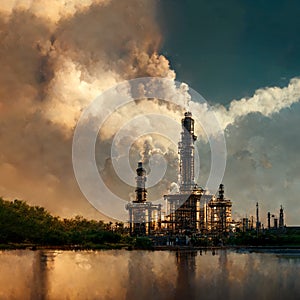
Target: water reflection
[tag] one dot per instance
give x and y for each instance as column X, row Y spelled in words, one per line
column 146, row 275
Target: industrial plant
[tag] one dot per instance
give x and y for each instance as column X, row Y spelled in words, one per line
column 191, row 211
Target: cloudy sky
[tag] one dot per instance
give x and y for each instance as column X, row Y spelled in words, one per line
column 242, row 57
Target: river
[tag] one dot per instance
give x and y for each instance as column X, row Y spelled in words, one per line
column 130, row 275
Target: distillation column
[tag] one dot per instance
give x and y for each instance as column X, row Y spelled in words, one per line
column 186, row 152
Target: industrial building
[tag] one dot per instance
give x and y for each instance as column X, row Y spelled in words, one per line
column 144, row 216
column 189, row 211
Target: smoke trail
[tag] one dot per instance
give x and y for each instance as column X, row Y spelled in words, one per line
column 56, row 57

--

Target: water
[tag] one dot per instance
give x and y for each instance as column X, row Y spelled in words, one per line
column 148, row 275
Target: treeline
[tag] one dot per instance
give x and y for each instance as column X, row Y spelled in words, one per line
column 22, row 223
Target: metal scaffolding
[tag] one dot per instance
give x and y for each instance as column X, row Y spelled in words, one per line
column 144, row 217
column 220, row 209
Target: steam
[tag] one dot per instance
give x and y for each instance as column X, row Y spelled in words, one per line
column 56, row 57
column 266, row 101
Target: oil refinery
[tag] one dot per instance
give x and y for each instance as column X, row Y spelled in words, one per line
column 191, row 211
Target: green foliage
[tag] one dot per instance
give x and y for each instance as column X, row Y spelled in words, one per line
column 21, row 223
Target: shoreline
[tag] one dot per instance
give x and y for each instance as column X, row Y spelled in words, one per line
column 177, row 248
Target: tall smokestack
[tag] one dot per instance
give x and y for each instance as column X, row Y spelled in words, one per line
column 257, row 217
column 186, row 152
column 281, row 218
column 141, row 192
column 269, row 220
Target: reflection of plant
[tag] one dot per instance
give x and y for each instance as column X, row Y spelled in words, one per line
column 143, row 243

#### [Work item]
Which lines contain "water"? Copy each of them from the listing.

#### [The answer]
Target: water reflection
Target: water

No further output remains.